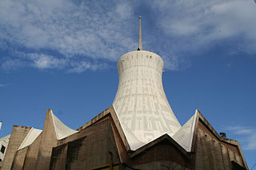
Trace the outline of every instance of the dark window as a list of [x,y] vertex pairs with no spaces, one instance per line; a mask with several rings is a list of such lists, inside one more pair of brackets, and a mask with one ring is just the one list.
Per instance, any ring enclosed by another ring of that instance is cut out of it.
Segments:
[[1,152],[4,153],[4,152],[5,152],[5,150],[6,150],[6,147],[2,144]]

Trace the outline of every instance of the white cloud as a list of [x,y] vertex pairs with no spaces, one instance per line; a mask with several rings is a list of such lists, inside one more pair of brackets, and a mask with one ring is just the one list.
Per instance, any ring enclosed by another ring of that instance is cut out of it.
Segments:
[[[158,53],[165,60],[166,69],[187,68],[190,62],[184,56],[206,51],[215,44],[225,45],[223,41],[226,40],[236,49],[235,53],[227,54],[256,53],[256,6],[253,1],[144,2],[2,0],[0,50],[16,49],[26,56],[37,53],[39,57],[11,56],[0,60],[1,67],[102,68],[95,65],[101,61],[116,61],[123,53],[137,49],[138,16],[134,14],[142,11],[145,14],[142,30],[152,31],[142,33],[144,49]],[[239,41],[232,42],[238,38]],[[74,61],[78,63],[74,64]],[[82,66],[79,61],[95,65]],[[105,61],[102,64],[106,65]]]
[[238,137],[242,148],[246,150],[256,149],[256,128],[246,126],[232,126],[226,128],[230,134]]
[[[256,6],[253,1],[154,1],[152,6],[160,12],[157,21],[162,31],[181,45],[178,50],[199,51],[202,47],[239,38],[240,50],[256,53],[251,45],[256,43]],[[186,43],[187,41],[192,43]]]
[[18,45],[29,51],[55,51],[62,58],[28,53],[34,57],[30,65],[38,69],[64,67],[66,61],[78,57],[116,61],[121,54],[136,49],[131,30],[126,31],[122,25],[122,19],[130,17],[132,9],[128,3],[117,4],[104,1],[1,1],[0,44],[10,43],[10,50]]

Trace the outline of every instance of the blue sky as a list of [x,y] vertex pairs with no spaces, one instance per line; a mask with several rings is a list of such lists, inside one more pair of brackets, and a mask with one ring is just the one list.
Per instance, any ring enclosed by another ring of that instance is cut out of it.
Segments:
[[0,2],[0,137],[43,128],[46,109],[77,128],[111,105],[118,59],[138,48],[165,61],[163,84],[183,125],[196,109],[256,163],[253,0]]

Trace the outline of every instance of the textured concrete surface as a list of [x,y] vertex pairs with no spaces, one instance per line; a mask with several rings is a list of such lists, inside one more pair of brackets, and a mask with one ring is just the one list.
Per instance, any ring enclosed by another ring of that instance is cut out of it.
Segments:
[[0,149],[2,149],[2,147],[4,147],[3,148],[5,148],[3,153],[2,152],[0,152],[0,160],[1,160],[0,162],[2,162],[5,157],[5,155],[6,155],[6,150],[7,150],[7,147],[8,147],[8,144],[10,141],[10,134],[7,135],[4,137],[2,137],[0,139]]
[[15,152],[24,140],[30,128],[30,127],[14,125],[1,170],[10,170],[11,168]]
[[118,61],[119,84],[113,106],[130,148],[139,147],[181,127],[166,99],[163,61],[150,51],[132,51]]

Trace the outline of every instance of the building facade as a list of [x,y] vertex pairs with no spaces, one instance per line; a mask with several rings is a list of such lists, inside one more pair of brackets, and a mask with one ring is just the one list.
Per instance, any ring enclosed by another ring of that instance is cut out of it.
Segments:
[[166,99],[163,61],[138,50],[118,61],[113,105],[79,128],[47,109],[42,130],[14,126],[1,169],[248,169],[238,141],[196,110],[182,126]]

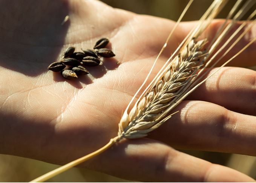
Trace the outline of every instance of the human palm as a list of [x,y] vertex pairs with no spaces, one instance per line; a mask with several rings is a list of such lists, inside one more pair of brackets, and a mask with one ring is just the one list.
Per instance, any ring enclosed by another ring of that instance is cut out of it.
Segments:
[[[0,153],[62,164],[115,136],[122,113],[175,23],[94,0],[0,3],[5,7],[0,18]],[[62,23],[67,15],[69,20]],[[152,76],[194,25],[181,24]],[[69,46],[91,48],[102,37],[109,38],[116,56],[87,68],[89,76],[67,80],[46,70]],[[234,65],[253,65],[250,50]],[[149,138],[123,141],[84,166],[136,180],[250,181],[168,146],[256,154],[256,74],[231,67],[218,73]]]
· · ·
What you should do: Please output every line of the entries above as a numbered list, skipping blank lines and leaving out the pictures.

Answer for the task:
1. Trace the outline of every instance of the dark window as a list of [x,y] vertex pairs with no spaces, one instance per line; a mask with several rings is a list of such lists, inside one more pair of brackets, and a mask with one ring is just the one list.
2. Per instance, any ring enclosed by another ring of that instance is cut out of it.
3. Segments:
4. [[1,152],[4,153],[4,152],[5,152],[5,150],[6,150],[6,147],[2,144]]
5. Trace the outline of every instance of the white cloud as a list of [x,y] vertex pairs with no spaces, one instance per line; a mask with several rings is a list of such lists, inside one more pair of brackets, and a mask with one ring is just the one list.
6. Per instance, any ring enclosed by another ring of that instance is cut out of it.
7. Segments:
8. [[[158,53],[165,60],[166,69],[187,68],[190,62],[184,56],[206,51],[215,44],[225,45],[223,41],[226,40],[236,49],[235,53],[227,54],[256,53],[256,6],[253,1],[144,2],[2,0],[0,50],[16,49],[26,56],[37,53],[39,57],[11,56],[0,60],[1,67],[102,68],[95,65],[101,61],[116,61],[123,53],[137,49],[138,16],[134,14],[142,11],[145,14],[142,30],[152,31],[142,33],[144,49]],[[239,41],[232,42],[238,38]],[[74,61],[78,63],[74,64]],[[82,66],[79,61],[95,65]],[[105,61],[102,64],[106,65]]]
9. [[238,137],[242,148],[246,150],[256,149],[256,128],[246,126],[232,126],[226,128],[230,134]]
10. [[[256,6],[253,1],[154,1],[152,6],[160,12],[157,21],[162,31],[181,45],[178,50],[199,51],[202,47],[239,38],[240,50],[256,53],[251,45],[256,43]],[[186,43],[187,41],[192,43]]]
11. [[18,45],[29,51],[55,51],[62,58],[28,53],[34,57],[30,65],[38,69],[64,67],[66,61],[78,57],[116,61],[121,54],[136,49],[131,30],[126,31],[122,25],[122,19],[130,17],[132,9],[128,3],[117,4],[104,1],[1,1],[0,44],[10,43],[10,50]]
12. Trace the outline of every instance of the blue sky as a list of [x,y] vertex pairs with no spaces, one instance per line; a mask with several rings is a list of such lists, inside one more pair of brackets, and a mask with one ring is just the one list.
13. Per instance, any ring enclosed by another ring of that instance is cut out of it.
14. Segments:
15. [[0,2],[0,137],[43,128],[46,109],[77,128],[111,105],[118,59],[138,48],[165,61],[163,84],[183,125],[196,109],[256,163],[253,0]]
16. Trace the outline of every instance of the textured concrete surface as a list of [x,y] vertex pairs with no spaces, one instance per line; a mask with several rings is a list of such lists, inside one more pair of brackets, and a mask with one ring is just the one list.
17. Per instance, any ring enclosed by another ring of that instance is cut out of it.
18. Segments:
19. [[0,149],[2,149],[2,147],[4,147],[3,148],[5,148],[3,153],[2,152],[0,152],[0,160],[1,160],[0,162],[2,162],[5,157],[5,155],[6,155],[6,150],[7,150],[7,147],[8,147],[8,144],[10,141],[10,134],[7,135],[4,137],[2,137],[0,139]]
20. [[15,152],[24,140],[30,128],[30,127],[14,125],[1,170],[10,170],[11,168]]
21. [[118,61],[119,84],[113,106],[130,148],[139,147],[181,127],[166,99],[163,61],[150,51],[132,51]]
22. Trace the outline of every instance of the building facade as a list of [x,y] vertex pairs with no spaces, one instance per line; a mask with several rings is a list of such lists, inside one more pair of brackets, and a mask with one ring is just the one list.
23. Per instance, any ring enclosed by another ring of that instance is cut out of it.
24. Segments:
25. [[166,99],[163,61],[138,50],[118,61],[113,105],[79,128],[47,109],[42,130],[14,126],[1,169],[248,169],[238,141],[196,110],[182,126]]
26. Trace the outline of every instance of the human palm as a list of [x,y] vertex pairs with no spaces, one instance per line; a mask with several rings is a list of such lists, inside one more pair of brackets, and a mask with one ring is just the one list.
27. Per instance, any ring enclosed by another ring of that instance is cut out of it.
28. Segments:
29. [[[0,153],[62,164],[115,136],[122,113],[175,23],[94,0],[0,3],[5,7],[0,18]],[[62,23],[67,15],[69,20]],[[152,76],[194,25],[181,24]],[[69,46],[91,48],[102,37],[109,38],[116,56],[87,68],[89,76],[67,80],[46,70]],[[234,65],[253,65],[250,50]],[[149,138],[123,141],[84,166],[136,180],[250,181],[168,146],[256,154],[256,74],[231,67],[218,73]]]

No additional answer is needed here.